- **Problem description**:
Continue the interview with Robie and Alejandro Flores about their Eagle Pass film, starting after its last sentence.

- **Study text**:
· · · · ·

Robie Flores: Yeah, I would say the same, working with Alex, we were so excited to come home and rent an apartment. Getting to live in this childhood space as adults was really hilarious and exciting. I never expected to be an adult in Eagle Pass and live there day-to-day.
[Also], learning from each other and checking my ego as the older sister… [we] had to commit to being equals, and I just happened to have a little more experience. Having the moment where Alex surpassed me in the knowledge of the industry and filmmaking… that was really cool. The other thing was working with the teens. The teenagers in Eagle Pass are bad ass, and to be able to see it with a bird’s eye view of what we lived, and what we did, and to go back with this appreciation…I’m just in awe.
Jassyel Gomez: What are you hoping to achieve through your film? Or what do you hope the audience will walk away with after watching your film?
Robie Flores: I really hope that audiences, especially fronterizos, and even more granularly, people from Eagle Pass, feel seen and get to be like, “Wow there’s a movie at the theater that I can go see and I’m there. It looks like me, it sounds like me, and it’s my home and my home looks really cool.” Also, this is an invitation to the border for audiences [to view things from our] perspective because there’s just not enough representation for border stories and nuanced storytelling about the border. We’ve been stuck in the single story and [it] has been so dangerous to our community, to our culture, to our way of life [and] also impacts the way that we see ourselves. [The border] is such a unique American landscape…it’s not like what it sounds like and looks like on the news or in the movies. One of the catalysts [for the film] was [responding] to the 2016 election cycle. I was working in a newsroom at the time and I was like, “That’s just not what Eagle Pass, what home is like, at all.”
Alejandro Flores: I [want] fronterizo youth to see themselves represented in a way that they recognize and to be so proud, and [say], “Wow I’m powerful. I have a superpower by being from the border and I’m so privileged that my parents and fate gave me the opportunity to be born and grow up there and be informed by two places at once.”

· · · · ·

- **Supplied information**:
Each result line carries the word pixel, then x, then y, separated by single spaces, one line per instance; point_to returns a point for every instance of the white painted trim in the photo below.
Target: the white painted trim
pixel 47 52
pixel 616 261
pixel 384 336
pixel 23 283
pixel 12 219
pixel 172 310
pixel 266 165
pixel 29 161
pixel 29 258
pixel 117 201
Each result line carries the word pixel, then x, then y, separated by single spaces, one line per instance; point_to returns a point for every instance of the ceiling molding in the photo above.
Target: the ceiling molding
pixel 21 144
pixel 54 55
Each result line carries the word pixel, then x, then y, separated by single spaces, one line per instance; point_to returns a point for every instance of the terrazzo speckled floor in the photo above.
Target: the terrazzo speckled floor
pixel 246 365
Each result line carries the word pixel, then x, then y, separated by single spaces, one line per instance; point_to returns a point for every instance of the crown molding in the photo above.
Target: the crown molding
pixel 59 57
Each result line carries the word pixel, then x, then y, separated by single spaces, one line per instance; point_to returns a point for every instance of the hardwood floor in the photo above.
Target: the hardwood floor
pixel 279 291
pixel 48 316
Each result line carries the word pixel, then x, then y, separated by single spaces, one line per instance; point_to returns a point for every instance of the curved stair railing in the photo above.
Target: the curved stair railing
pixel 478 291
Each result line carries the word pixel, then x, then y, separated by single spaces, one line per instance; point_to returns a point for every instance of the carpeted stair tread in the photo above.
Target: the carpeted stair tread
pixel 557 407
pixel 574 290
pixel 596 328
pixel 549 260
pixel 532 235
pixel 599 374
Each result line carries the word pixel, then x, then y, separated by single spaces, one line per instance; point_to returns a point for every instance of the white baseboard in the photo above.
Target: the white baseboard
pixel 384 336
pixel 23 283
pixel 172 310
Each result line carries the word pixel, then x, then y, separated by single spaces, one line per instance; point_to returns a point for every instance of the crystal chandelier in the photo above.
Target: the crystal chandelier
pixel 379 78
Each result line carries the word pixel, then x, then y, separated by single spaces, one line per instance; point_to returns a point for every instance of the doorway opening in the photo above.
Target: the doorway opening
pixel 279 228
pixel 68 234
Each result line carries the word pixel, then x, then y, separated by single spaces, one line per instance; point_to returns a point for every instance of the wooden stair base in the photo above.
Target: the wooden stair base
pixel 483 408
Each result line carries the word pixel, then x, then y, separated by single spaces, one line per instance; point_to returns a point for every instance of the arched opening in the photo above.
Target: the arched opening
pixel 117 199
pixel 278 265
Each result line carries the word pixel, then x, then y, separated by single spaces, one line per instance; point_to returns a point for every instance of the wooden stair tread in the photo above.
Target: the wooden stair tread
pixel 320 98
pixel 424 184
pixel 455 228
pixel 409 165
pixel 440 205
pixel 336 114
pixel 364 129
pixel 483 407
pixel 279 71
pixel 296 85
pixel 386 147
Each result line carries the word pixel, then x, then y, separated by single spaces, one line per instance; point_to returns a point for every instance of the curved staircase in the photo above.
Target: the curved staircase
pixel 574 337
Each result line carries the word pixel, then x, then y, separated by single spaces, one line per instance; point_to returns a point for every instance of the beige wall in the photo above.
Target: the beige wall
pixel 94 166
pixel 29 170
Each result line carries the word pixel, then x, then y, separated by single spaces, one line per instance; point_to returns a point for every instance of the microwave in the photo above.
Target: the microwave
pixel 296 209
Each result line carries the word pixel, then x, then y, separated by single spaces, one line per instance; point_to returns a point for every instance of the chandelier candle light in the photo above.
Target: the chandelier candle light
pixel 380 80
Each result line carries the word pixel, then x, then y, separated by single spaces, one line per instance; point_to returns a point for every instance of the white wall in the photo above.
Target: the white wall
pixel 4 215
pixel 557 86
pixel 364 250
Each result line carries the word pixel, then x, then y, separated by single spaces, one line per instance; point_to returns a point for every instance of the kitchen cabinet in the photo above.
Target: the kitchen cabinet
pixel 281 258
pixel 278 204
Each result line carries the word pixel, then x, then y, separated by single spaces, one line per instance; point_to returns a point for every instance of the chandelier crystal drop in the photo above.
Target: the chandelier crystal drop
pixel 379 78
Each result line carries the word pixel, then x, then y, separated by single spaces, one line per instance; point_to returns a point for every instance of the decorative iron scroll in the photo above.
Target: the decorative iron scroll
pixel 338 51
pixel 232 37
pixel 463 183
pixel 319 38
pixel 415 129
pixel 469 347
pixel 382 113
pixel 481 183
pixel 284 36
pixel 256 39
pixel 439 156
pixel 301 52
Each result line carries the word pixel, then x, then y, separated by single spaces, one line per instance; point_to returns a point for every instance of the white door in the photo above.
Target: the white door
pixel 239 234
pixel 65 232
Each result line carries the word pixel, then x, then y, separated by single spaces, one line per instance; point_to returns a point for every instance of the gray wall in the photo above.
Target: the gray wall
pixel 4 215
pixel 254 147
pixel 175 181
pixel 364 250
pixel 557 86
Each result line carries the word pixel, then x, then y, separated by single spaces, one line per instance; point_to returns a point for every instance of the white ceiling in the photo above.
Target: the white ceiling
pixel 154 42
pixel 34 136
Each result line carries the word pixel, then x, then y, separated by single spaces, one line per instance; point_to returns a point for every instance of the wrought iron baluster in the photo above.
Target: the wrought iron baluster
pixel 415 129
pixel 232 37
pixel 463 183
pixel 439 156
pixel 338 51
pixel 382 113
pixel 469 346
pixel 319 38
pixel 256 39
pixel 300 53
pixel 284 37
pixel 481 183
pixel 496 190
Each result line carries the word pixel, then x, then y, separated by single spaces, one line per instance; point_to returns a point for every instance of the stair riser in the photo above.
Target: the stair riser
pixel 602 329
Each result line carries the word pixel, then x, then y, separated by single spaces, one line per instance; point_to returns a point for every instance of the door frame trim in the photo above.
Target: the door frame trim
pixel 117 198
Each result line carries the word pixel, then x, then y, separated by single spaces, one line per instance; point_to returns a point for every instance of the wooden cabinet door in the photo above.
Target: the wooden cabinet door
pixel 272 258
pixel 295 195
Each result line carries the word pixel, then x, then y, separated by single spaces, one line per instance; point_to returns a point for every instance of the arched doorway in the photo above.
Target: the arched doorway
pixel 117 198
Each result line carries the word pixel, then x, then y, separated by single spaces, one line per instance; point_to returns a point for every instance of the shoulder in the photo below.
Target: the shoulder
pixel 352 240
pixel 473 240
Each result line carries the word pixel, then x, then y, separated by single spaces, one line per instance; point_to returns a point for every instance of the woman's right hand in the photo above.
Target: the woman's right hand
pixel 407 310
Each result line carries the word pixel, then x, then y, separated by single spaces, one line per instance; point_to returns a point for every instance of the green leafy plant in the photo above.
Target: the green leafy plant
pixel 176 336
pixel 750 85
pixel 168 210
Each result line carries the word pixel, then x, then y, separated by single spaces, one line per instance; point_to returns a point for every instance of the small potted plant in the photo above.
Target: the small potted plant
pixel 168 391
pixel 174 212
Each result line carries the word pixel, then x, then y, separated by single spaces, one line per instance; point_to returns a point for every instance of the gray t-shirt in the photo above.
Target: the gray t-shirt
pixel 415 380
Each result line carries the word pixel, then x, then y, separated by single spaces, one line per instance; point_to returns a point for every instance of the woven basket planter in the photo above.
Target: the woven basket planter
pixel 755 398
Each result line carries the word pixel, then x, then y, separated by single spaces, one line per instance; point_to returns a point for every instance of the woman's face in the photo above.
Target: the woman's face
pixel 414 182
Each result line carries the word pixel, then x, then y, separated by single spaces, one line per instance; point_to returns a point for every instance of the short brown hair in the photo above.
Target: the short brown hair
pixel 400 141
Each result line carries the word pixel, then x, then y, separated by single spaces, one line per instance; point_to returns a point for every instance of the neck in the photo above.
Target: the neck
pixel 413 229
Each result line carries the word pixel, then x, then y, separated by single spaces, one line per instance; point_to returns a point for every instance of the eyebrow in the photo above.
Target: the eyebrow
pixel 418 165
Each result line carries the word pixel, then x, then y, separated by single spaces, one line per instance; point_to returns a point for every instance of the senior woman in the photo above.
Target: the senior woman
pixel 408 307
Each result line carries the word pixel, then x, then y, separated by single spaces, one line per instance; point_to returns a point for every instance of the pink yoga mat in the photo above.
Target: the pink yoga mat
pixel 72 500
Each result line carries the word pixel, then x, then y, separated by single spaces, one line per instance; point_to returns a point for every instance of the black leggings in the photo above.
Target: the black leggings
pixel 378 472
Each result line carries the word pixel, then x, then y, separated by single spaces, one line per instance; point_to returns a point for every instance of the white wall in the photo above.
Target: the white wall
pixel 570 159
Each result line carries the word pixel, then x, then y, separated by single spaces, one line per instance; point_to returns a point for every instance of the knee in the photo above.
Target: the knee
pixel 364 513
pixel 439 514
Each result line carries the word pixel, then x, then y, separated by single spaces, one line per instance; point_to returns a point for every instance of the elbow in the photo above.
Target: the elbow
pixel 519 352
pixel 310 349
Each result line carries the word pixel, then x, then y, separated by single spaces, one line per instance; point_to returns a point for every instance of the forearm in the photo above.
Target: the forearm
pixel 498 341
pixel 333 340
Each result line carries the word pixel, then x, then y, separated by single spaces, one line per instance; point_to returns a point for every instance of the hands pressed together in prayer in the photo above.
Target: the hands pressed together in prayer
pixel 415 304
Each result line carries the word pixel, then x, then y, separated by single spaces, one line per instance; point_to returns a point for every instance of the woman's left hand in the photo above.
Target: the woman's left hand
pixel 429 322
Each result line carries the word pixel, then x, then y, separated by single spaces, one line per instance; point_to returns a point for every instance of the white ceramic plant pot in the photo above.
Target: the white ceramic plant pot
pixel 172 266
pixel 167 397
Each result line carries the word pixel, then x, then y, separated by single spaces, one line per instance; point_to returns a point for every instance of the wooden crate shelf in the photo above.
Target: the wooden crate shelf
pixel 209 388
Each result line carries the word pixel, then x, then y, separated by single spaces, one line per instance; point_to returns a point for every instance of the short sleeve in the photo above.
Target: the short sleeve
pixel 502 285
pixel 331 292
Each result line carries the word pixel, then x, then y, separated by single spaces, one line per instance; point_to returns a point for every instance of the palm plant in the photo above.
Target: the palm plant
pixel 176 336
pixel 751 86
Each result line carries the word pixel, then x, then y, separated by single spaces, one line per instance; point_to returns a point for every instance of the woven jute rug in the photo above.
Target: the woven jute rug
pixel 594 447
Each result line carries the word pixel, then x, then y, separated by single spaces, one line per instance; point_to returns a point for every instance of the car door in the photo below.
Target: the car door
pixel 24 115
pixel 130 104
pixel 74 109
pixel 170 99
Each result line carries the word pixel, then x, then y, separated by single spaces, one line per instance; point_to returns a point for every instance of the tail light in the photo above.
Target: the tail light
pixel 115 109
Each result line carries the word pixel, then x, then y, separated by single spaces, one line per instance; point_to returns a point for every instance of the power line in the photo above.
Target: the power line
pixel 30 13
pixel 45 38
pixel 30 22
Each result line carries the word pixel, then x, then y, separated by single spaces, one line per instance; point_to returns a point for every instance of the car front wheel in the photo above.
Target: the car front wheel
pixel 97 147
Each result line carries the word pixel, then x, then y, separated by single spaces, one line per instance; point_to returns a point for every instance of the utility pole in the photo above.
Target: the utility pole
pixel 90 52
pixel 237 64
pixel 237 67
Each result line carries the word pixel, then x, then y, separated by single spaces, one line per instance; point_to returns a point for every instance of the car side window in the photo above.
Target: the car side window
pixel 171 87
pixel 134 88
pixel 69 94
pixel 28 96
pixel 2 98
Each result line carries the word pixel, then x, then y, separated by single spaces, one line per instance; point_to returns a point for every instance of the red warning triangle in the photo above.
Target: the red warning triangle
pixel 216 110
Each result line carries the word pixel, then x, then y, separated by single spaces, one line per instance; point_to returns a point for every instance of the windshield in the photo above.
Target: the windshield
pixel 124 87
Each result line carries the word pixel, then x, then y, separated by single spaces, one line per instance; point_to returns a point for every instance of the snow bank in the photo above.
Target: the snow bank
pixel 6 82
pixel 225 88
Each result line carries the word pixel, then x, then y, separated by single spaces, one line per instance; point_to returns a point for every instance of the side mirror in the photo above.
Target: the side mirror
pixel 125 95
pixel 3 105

· · · · ·

- **Response to this exercise**:
Jassyel Gomez: It is a huge privilege that I think that people who aren’t from there, or didn’t have that experience just don’t know about. You meet other people who struggle with their own cultural identity and I never felt that way because of where I grew up. I always knew it was both.
Robie Flores: That’s so cool because I didn’t until coming back to make the movie. In the beginning, I wanted to still prove how Mexican I was, and I wanted to make it equally Mexican, and equally American, and show that I had access to these two sides [then] I was just like “Who are you trying to prove [this] to?” The way that writers write what they know, I need to just film what I know. If this is going to be a personal film, what I know is the Tex-Mex experience, soy Tejana and I should be proud of that. My identities were so compartmentalized, [but] my culture is the one that mixes the both… Those of us that are in the in-between, that’s our culture. Spanglish is okay, we were always shamed for being pochos, but actually our culture is expansive. We get to use both sides, we get to pick what works from either side, and we get to create something new. It’s exciting. It’s enriching. And it’s something to be proud of. I hope this highlights fronterizo culture as its own thing.
This article has been edited for clarity and length.